EXERCISE SET:
1. Answer these questions using the passage about Amazon Web Services below:
(a) What does Amazon call the geographical locations across which it partitions its server farms?
(b) What does Amazon give the writer to support free experimentation with AWS?
(c) What two costs come with partitioning web applications across more than one of those locations?
2. Carry on the passage about Amazon Web Services below, starting right after its final sentence.

EXCERPTED TEXT:
I am an enthusiastic user of cloud computing platforms. As a developer, I’d much rather spend my time actually writing web applications and services and leave from the scalability and deployment issues to someone (or something) else. One cloud deployment platform in particular that I’ve found to be powerful and flexible is Amazon Web Services (AWS).
I use AWS for several customer projects as well for personal projects (Amazon also gives me grants so that I can freely experiment with AWS to support my writing endeavors). With Amazon, you have the best of both worlds: scalable services that you can use to architect your applications, and the flexibility to install and run any software on Amazon’s Elastic Compute Cloud (EC2) instances (a “server unit” implemented using virtual private server technology).
Amazon partitions their massive server farms across different geographical locations called “availability zones.” At the cost of increased network latency and having to pay non-local bandwidth fees, you can make your web applications and web services more robust by partitioning them across more than one availability zone.

COLLECTED MATERIAL:

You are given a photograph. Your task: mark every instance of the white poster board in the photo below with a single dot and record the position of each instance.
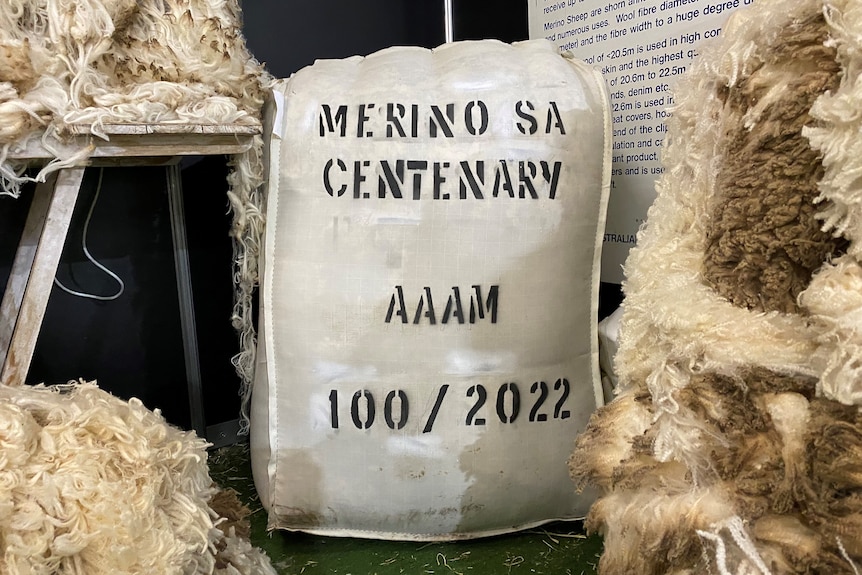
(641, 48)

PER-TASK ANSWERS:
1.
(a) Availability zones.
(b) Grants.
(c) Increased network latency and non-local bandwidth fees.

2.
In this article, I recalled my professional and personal experiences with AWS to provide a primer for developers who are new to the platform.
Management Console Versus Command Line Tools?
When I first started using AWS, I relied on the Web Management Console for most tasks, including starting and stopping EC2 instances, backing up my file volumes with snapshots, assigning Elastic IP addresses to EC2 instances, etc. However, as I started to use AWS on more consulting jobs, clients almost always asked me to automate as many of the routine administration tasks as possible. For that requirement, you should install the AWS command line tools and learn to use them. You also should install the command line tools on your EC2 AMIs (Amazon Machine Instances) so that they are available on your EC2 instances.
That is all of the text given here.